● **SUPPLIED RECORDS**

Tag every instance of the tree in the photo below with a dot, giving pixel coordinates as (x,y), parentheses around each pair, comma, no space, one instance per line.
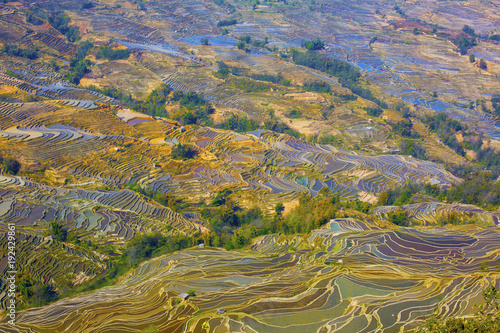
(183,152)
(12,166)
(279,208)
(482,64)
(56,230)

● **WHAT YOU ARE ASKED TO DO**
Update the data above by changing "tree" to "bush" and keeping everything else the same. Omit the pictures from your answer.

● **SOLUTION TO THIS PROBLEM**
Tag every instance of the bush in the photo below with a dot, giving pixel coordinates as (x,y), parentheses around each pair, comma, no space, one instance per line.
(183,152)
(12,166)
(279,208)
(482,64)
(56,230)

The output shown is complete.